◆ Stated task: Gather each line of the data below that contains the word "tower", and copy those lines out in their original order.

◆ Supplied material:
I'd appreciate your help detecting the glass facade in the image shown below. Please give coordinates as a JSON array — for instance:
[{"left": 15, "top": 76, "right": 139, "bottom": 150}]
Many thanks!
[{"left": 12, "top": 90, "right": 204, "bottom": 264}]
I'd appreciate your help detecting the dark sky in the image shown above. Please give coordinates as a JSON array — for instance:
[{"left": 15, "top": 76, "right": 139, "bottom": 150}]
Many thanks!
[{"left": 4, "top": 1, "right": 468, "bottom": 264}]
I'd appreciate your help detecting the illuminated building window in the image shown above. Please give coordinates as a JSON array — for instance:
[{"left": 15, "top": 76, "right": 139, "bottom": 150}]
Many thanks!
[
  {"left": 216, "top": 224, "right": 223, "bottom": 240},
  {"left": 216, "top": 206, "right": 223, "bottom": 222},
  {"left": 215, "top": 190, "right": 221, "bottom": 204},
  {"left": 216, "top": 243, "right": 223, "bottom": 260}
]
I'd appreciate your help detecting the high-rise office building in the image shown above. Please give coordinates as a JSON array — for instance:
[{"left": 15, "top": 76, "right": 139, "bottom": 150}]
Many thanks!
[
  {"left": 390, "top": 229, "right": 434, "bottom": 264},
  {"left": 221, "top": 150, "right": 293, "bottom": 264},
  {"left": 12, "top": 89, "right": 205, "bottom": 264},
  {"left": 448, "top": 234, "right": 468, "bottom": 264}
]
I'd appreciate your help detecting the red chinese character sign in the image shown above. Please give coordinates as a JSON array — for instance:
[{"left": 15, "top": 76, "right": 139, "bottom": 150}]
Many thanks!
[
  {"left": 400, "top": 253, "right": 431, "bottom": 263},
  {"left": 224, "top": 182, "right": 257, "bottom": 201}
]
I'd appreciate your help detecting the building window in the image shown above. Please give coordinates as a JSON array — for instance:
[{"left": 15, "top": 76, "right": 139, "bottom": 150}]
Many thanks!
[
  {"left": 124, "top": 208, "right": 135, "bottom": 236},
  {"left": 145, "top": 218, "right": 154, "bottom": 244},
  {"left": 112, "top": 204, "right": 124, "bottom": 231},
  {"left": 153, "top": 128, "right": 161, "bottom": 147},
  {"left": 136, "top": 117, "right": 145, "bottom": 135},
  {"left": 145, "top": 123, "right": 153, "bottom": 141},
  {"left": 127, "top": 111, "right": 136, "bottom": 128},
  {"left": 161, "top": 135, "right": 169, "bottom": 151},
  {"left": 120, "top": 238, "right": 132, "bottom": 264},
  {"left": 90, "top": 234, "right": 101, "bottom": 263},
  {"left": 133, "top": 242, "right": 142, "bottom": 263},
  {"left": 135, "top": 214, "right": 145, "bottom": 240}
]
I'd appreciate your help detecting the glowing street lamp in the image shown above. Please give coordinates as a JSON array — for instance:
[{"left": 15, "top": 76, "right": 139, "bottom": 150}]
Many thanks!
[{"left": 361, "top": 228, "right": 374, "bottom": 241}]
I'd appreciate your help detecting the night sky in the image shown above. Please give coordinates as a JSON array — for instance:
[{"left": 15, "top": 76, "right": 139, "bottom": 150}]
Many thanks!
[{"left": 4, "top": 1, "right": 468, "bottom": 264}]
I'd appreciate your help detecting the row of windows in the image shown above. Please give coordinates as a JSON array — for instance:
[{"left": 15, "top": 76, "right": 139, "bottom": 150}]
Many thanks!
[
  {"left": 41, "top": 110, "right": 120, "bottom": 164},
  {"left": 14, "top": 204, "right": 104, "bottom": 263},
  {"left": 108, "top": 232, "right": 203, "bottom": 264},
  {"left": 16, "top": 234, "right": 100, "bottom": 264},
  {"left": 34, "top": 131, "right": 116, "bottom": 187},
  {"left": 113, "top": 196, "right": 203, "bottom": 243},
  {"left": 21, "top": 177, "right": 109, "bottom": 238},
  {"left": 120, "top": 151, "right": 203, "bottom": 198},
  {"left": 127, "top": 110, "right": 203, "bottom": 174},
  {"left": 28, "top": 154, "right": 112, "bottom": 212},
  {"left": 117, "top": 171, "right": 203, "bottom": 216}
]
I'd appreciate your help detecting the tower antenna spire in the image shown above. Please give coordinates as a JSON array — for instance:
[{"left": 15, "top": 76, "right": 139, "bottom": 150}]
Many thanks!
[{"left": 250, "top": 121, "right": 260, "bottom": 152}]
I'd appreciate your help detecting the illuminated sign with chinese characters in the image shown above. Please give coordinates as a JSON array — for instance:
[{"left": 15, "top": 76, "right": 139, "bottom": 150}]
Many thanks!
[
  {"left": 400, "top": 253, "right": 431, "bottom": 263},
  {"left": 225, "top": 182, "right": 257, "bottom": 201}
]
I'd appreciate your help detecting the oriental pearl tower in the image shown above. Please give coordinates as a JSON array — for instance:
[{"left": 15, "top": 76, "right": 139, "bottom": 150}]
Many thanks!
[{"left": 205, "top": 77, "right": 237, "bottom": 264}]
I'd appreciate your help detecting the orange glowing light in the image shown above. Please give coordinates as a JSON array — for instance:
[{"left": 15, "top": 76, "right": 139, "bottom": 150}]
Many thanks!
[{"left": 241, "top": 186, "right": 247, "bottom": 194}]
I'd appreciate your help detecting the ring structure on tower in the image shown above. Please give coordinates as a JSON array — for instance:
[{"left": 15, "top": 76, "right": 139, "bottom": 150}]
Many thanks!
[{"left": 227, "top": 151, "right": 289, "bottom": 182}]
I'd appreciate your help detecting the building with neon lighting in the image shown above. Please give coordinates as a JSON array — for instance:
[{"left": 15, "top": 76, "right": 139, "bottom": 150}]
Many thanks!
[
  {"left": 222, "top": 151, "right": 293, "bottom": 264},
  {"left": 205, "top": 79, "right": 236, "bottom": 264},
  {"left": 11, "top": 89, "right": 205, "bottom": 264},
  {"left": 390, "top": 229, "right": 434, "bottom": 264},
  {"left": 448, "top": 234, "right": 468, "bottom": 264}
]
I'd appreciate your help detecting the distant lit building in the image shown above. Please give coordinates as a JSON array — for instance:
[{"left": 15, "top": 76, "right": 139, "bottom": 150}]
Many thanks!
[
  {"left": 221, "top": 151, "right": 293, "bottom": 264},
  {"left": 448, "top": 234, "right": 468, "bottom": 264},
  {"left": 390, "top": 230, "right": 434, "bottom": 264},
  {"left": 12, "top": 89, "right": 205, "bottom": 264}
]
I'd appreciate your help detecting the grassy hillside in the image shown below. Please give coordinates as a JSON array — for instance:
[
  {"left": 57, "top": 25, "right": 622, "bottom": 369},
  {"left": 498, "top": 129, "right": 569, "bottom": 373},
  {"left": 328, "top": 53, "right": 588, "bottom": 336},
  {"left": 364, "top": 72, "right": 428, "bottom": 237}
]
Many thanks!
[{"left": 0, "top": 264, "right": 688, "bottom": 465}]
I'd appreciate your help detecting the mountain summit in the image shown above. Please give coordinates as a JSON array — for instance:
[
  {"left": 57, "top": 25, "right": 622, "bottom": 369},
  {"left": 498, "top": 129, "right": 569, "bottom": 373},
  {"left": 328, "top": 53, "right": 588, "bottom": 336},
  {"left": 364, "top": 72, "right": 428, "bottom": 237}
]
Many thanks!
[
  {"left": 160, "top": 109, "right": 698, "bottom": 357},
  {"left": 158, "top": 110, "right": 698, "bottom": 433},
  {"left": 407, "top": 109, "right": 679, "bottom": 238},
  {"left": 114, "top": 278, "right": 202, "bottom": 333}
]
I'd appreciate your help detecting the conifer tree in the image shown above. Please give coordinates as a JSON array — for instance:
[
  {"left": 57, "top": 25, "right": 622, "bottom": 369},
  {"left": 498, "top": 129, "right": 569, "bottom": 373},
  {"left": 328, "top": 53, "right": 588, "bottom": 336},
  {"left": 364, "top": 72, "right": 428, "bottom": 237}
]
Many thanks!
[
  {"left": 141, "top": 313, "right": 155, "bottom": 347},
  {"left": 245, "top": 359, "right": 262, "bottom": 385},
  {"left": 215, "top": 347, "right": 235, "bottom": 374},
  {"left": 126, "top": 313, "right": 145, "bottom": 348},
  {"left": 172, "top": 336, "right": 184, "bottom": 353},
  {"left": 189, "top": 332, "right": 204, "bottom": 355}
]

◆ Task result:
I'd appreciate your help detecting the tower antenna spire in the image shown above. Please give coordinates as a JSON array — for instance:
I'd appreciate your help detecting the oriental pearl tower in the image shown above. Please give coordinates as a JSON array — for instance:
I'd appreciate your help detecting the ring structure on tower in the image shown above. Please give coordinates as a JSON array — for instance:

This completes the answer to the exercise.